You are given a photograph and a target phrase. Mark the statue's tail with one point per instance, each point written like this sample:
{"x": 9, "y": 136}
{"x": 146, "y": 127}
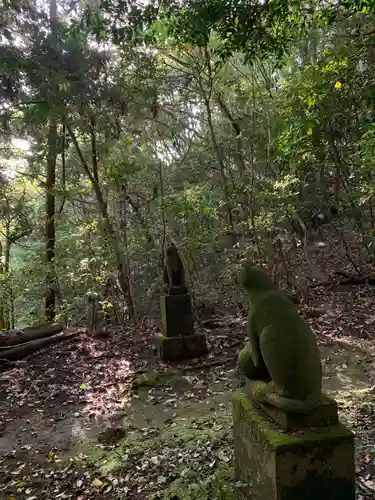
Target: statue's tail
{"x": 292, "y": 405}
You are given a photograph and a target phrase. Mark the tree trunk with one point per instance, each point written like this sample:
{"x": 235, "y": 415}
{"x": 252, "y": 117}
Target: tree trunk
{"x": 2, "y": 318}
{"x": 121, "y": 266}
{"x": 30, "y": 333}
{"x": 24, "y": 350}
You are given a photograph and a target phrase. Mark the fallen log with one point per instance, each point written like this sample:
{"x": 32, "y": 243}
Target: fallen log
{"x": 11, "y": 338}
{"x": 21, "y": 351}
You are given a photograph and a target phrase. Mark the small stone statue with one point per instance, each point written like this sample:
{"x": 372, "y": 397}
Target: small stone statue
{"x": 281, "y": 360}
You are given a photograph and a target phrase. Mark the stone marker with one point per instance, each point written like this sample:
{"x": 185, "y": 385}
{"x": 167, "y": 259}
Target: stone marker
{"x": 289, "y": 444}
{"x": 178, "y": 341}
{"x": 308, "y": 464}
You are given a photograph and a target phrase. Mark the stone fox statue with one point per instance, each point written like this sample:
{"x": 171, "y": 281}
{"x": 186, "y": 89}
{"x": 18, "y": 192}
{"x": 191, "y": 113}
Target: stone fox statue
{"x": 173, "y": 272}
{"x": 281, "y": 358}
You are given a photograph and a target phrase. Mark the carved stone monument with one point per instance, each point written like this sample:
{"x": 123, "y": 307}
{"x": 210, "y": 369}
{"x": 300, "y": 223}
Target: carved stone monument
{"x": 289, "y": 444}
{"x": 178, "y": 340}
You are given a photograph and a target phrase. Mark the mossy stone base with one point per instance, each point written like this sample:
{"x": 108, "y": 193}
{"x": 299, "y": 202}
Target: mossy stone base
{"x": 176, "y": 315}
{"x": 182, "y": 348}
{"x": 305, "y": 465}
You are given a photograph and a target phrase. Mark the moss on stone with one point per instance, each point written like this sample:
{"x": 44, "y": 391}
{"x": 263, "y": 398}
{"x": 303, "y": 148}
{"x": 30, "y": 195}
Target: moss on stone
{"x": 308, "y": 464}
{"x": 277, "y": 436}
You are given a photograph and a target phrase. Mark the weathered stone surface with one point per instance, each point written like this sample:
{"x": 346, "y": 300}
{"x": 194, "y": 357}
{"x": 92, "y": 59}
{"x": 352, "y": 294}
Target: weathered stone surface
{"x": 325, "y": 414}
{"x": 182, "y": 348}
{"x": 177, "y": 316}
{"x": 305, "y": 465}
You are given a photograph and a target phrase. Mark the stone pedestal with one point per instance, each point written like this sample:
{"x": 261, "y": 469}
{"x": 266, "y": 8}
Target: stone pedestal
{"x": 176, "y": 315}
{"x": 315, "y": 463}
{"x": 178, "y": 341}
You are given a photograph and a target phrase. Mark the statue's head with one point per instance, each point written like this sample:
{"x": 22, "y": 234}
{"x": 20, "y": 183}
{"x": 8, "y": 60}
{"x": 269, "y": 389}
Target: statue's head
{"x": 252, "y": 277}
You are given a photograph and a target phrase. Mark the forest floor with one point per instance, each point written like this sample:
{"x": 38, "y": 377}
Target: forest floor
{"x": 74, "y": 424}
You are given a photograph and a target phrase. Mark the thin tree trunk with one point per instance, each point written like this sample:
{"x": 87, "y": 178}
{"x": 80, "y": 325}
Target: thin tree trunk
{"x": 121, "y": 266}
{"x": 207, "y": 98}
{"x": 50, "y": 301}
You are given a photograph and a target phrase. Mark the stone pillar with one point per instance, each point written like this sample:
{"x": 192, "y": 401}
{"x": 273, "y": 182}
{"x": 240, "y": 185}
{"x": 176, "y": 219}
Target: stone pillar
{"x": 283, "y": 456}
{"x": 178, "y": 340}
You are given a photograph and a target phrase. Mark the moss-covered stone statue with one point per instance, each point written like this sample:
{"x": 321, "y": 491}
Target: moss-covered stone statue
{"x": 281, "y": 360}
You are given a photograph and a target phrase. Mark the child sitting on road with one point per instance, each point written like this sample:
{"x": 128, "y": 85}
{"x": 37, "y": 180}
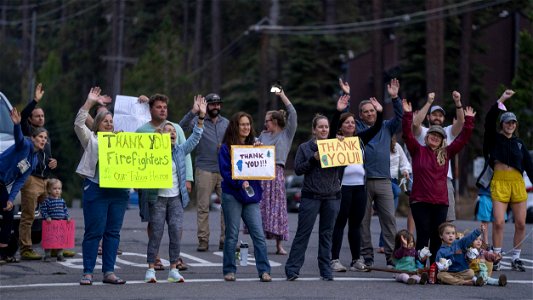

□ □ □ □ □

The output must match the records word for word, except that no pictures appear.

You are given a photograph and a target phrase. Mark the statue's tail with one point per instance, each point written like this sample:
{"x": 9, "y": 136}
{"x": 146, "y": 127}
Target: statue's tail
{"x": 292, "y": 405}
You are given a photograph and a target phrase. Mark the tree trunk with one point per instance, each point written like this sample:
{"x": 235, "y": 415}
{"x": 252, "y": 117}
Target: tree trunk
{"x": 2, "y": 318}
{"x": 121, "y": 266}
{"x": 30, "y": 333}
{"x": 24, "y": 350}
You are given a photograph and a target phrase. Mark the fallen log with one point per instance, each point written like this sample:
{"x": 32, "y": 243}
Target: fallen log
{"x": 11, "y": 338}
{"x": 21, "y": 351}
You are given a photograph and a target phrase. Mark the small stone statue with one point per instance, each point written like this sample:
{"x": 372, "y": 397}
Target: small stone statue
{"x": 281, "y": 360}
You are given a photograph and a target phrase. Mark the stone marker with one point per instance, each point written like this sample:
{"x": 185, "y": 385}
{"x": 167, "y": 259}
Target: stone marker
{"x": 289, "y": 444}
{"x": 178, "y": 341}
{"x": 308, "y": 464}
You are given a photograph and a target phrase. Mark the stone fox statue with one point per instance, each point written like this sample:
{"x": 171, "y": 281}
{"x": 186, "y": 89}
{"x": 18, "y": 192}
{"x": 191, "y": 113}
Target: stone fox statue
{"x": 173, "y": 272}
{"x": 281, "y": 358}
You are given a photograph and a target phrase. Mark the carved stone monument with one point per instance, each point written like this sample:
{"x": 123, "y": 307}
{"x": 210, "y": 369}
{"x": 300, "y": 223}
Target: carved stone monument
{"x": 289, "y": 444}
{"x": 178, "y": 340}
You are given a photograph and a target phrase. Mark the mossy stone base with one point per instance, each point written like this sample:
{"x": 108, "y": 193}
{"x": 299, "y": 202}
Target: mossy stone base
{"x": 176, "y": 315}
{"x": 182, "y": 348}
{"x": 305, "y": 465}
You are given a photograph and a target phrase. Mark the moss on stone with one point per instance, each point written like this sample:
{"x": 44, "y": 391}
{"x": 263, "y": 398}
{"x": 303, "y": 148}
{"x": 30, "y": 195}
Target: moss on stone
{"x": 308, "y": 464}
{"x": 277, "y": 436}
You are given a photograph and a target phrase. Mark the weathered stone surface with one point per instance, each point written like this sample:
{"x": 346, "y": 300}
{"x": 194, "y": 357}
{"x": 92, "y": 59}
{"x": 352, "y": 294}
Target: weathered stone surface
{"x": 325, "y": 414}
{"x": 182, "y": 348}
{"x": 177, "y": 316}
{"x": 305, "y": 465}
You are given a photograph and a target phrase. Mark the stone pedestal with one point per instance, each point written like this sample:
{"x": 261, "y": 469}
{"x": 266, "y": 8}
Target: stone pedestal
{"x": 176, "y": 315}
{"x": 315, "y": 463}
{"x": 178, "y": 341}
You are given a photograph and a target phrase. Mark the statue's head with one point per instance, each point written like this sample:
{"x": 22, "y": 234}
{"x": 20, "y": 183}
{"x": 8, "y": 60}
{"x": 269, "y": 389}
Target: statue's head
{"x": 252, "y": 277}
You are given a photograph and a target phrase. Mark the forest floor with one point per instance, each point written like this sample:
{"x": 38, "y": 377}
Target: forest floor
{"x": 74, "y": 424}
You are given a photograph and a target phrase. Mark the thin tree trunk with one point per instance, each point written like this sample:
{"x": 87, "y": 178}
{"x": 80, "y": 325}
Target: thin tree trunk
{"x": 121, "y": 266}
{"x": 207, "y": 98}
{"x": 50, "y": 301}
You are given a photograph and a target phrase. Mark the stone pillar with one point per instance, each point written like this sample:
{"x": 192, "y": 401}
{"x": 273, "y": 182}
{"x": 240, "y": 185}
{"x": 176, "y": 219}
Target: stone pillar
{"x": 283, "y": 456}
{"x": 178, "y": 340}
You are given a photograph and a target phrase. Mark the moss-covered stone statue with one point per instance, each point written like this sample:
{"x": 321, "y": 491}
Target: moss-covered stone statue
{"x": 281, "y": 360}
You are given a photograph and a target phrase. Mark the child sitting on road with one point per instance, each point written like this sample:
{"x": 128, "y": 85}
{"x": 37, "y": 180}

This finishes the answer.